## What you will do
1 > In the reflection on choosing to die, how long does it take the writer's son's dad to button a shirt?
2 > From the reflection on choosing to die, quote the passage between "Yet life is" and "we experience it.", inclusive.

## Text provided

• • • •

I feel there are so many individual cases that it's hard to set guidelines. Should only those in great pain be allowed to die by their own choice, and only if they have no "quality of life"? I think that is defined somewhere.
Until we personally have experienced these situations it's hard to decide. My uncle survived many years with brain tumours and many surgeries, and was allowed to die in his forties. Operating would have killed him, not operating killed him. It was rather clear cut. At my cousin's wedding he forgot I was his neice and he hit on me. The surgeries caused brain damage. He suffered the consequences mentally and physically. He died about 3 years later. The last time I saw him he looked 90 instead of 40. He could not see, he could hardly move, and it was still a very slow death.
Yet he was not in pain. He lived his last months out in a hospital that took care of dying patients. If he had been in pain on top of everything else, it would have made it a hundred times more horrible. His brain deterioration didn't allow him this torture, thankfully. I still wonder what it was like for him to slowly waste away like that. He wasn't there much mentally, but how much did he feel or know about his condition?
Now my son's dad is deteriorating the same way. Slowly slowly. His family still lets him drink. He can hardly hold a glass. He still manages to get a cigarette to his mouth, shakily. It takes him an hour to button a shirt. But he's not in pain. It's painful to watch though.
What would that be like? Not as bad as being wracked with pain and having to live on painkillers. Mind, the painkillers can zombify you the same way as those whose brains are wasting away.
Yet life is life? What is it to someone who is in pain and dying? Is life still too precious to give up? Why? What is it like to be living like that? How can we judge until we truly know?
That's why I can't really decide. IT may be worse than dying, or it may just be the last few days, months, years of life. Life. Is it worth suffering a pain we personally can't feel until we have to experience it? Then there is a depression factor. In this case it can be a merciful feeling of letting go when living in pain. Or do you have to be depressed to feel suicidal? I often wonder about depression and why we experience it.
Afterall, a dying person in tough times would be taking up resources that healthy people need in order to survive. Depression would allow them to let go easier, to accept they are dying. Thus assisted suicide is more merciful than starvation or getting caught by a predator. Well, I would rather a peaceful death over a suffering one like THAT.
So I look to others who have had experience with these kinds of things. I just think we have to look at all the variables of each case individually when making such a decision. That really tough to do too though.

• • • •

## Extracted material

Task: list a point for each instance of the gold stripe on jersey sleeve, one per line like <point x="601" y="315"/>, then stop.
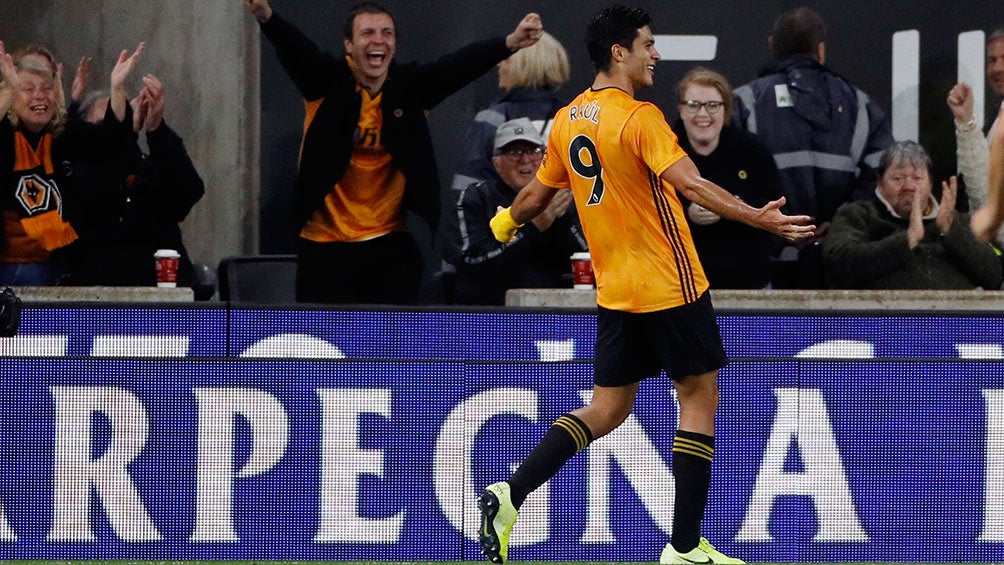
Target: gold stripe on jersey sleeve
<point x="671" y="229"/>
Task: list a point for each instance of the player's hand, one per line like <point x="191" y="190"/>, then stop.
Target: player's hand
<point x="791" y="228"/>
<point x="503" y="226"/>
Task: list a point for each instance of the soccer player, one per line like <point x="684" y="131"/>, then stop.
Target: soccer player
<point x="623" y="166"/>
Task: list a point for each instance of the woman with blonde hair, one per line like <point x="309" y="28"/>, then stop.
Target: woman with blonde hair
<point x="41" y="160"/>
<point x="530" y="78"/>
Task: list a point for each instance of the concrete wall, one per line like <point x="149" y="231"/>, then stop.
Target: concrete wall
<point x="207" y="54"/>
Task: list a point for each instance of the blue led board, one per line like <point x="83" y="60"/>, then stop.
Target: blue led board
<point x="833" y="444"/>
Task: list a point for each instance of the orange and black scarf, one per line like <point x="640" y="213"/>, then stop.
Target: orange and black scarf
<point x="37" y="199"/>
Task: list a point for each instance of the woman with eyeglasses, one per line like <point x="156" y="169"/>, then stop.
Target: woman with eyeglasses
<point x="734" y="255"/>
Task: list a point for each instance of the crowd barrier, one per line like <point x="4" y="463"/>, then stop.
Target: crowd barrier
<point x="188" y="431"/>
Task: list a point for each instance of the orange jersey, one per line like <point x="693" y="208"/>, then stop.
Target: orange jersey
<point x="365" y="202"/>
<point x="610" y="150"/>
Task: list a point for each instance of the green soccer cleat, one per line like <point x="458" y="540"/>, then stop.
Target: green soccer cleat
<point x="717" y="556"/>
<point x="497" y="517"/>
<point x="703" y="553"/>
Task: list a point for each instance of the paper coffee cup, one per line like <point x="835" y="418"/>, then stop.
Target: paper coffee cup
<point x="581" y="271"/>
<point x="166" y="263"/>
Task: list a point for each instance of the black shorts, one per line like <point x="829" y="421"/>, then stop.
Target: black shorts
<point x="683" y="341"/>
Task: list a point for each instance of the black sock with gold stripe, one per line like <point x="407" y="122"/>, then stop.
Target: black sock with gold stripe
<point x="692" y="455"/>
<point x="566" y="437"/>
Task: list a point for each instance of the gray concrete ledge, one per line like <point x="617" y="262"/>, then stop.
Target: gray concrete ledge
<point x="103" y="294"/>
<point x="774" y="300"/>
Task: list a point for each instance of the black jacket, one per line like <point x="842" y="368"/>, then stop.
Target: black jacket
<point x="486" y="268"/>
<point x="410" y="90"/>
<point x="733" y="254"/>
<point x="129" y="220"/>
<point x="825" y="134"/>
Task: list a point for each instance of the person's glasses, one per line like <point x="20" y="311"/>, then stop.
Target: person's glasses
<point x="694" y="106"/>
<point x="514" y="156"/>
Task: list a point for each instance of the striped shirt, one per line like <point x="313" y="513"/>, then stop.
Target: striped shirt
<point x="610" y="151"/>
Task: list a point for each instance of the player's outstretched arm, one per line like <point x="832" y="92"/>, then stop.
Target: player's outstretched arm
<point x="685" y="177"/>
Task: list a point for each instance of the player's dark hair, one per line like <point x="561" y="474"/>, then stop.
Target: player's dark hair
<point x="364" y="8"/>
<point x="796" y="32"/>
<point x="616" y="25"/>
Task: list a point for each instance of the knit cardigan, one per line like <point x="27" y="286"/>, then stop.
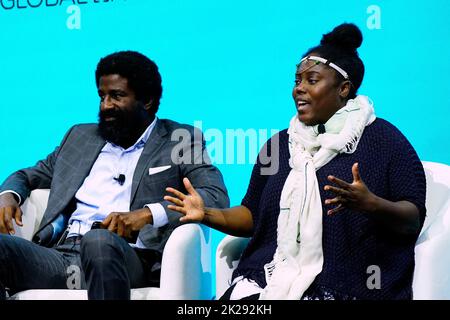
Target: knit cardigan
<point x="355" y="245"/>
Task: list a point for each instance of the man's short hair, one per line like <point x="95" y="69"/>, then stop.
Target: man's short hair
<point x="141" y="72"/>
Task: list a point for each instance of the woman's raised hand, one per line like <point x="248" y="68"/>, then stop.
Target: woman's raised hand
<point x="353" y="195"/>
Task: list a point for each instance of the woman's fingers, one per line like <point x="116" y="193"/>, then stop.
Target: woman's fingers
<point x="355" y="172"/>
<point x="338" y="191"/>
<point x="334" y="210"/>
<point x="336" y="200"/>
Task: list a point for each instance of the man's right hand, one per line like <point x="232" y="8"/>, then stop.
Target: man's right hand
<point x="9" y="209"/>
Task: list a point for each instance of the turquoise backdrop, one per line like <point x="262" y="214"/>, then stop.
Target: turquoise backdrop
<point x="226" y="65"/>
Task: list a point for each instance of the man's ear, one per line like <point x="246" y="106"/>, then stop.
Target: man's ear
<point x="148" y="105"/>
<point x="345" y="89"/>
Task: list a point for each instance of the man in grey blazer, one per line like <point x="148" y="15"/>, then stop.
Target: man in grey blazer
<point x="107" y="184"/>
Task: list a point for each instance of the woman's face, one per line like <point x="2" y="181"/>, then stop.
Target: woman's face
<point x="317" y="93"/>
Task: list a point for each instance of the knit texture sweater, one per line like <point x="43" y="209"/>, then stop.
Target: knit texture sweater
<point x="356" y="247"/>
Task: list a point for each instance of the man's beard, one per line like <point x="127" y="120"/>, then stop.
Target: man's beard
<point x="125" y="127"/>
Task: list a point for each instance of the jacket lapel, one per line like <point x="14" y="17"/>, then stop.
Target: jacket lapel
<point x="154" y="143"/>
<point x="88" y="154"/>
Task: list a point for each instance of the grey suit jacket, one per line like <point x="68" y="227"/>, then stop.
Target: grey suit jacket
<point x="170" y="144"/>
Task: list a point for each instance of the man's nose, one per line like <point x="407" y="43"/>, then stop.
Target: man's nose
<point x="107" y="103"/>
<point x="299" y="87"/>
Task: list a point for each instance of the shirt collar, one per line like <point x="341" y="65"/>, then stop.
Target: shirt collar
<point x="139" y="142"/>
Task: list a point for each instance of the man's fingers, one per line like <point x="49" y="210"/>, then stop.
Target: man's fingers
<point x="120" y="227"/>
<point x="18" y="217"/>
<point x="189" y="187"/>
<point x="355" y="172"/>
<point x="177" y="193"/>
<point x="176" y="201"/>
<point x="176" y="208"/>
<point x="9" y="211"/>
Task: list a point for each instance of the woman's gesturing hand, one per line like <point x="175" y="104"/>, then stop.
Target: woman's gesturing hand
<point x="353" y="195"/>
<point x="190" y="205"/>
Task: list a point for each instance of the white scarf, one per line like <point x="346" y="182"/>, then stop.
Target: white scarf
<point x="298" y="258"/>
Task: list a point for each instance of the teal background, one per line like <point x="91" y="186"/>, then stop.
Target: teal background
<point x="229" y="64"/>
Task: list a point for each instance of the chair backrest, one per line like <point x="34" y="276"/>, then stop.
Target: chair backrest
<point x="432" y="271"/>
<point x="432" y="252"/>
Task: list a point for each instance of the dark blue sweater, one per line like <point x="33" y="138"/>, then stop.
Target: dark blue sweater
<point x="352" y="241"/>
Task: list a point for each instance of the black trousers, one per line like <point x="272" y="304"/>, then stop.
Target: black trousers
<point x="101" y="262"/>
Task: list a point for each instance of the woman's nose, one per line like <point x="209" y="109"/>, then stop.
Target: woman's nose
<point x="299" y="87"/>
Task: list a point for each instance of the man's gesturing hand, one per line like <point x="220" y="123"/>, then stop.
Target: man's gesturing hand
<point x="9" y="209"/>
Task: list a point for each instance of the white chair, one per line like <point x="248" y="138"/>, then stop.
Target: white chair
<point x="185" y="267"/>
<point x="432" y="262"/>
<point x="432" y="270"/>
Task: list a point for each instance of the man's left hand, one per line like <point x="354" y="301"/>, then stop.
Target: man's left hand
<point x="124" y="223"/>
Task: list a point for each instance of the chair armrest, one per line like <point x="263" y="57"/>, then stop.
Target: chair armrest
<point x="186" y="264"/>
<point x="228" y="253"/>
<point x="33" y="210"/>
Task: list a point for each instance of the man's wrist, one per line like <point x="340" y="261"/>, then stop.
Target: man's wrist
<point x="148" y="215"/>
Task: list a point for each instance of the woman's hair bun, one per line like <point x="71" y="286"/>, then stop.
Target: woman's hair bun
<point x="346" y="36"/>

• • • •

## Answers to the tasks
1 > An hour.

2 >
Yet life is life? What is it to someone who is in pain and dying? Is life still too precious to give up? Why? What is it like to be living like that? How can we judge until we truly know?
That's why I can't really decide. IT may be worse than dying, or it may just be the last few days, months, years of life. Life. Is it worth suffering a pain we personally can't feel until we have to experience it? Then there is a depression factor. In this case it can be a merciful feeling of letting go when living in pain. Or do you have to be depressed to feel suicidal? I often wonder about depression and why we experience it.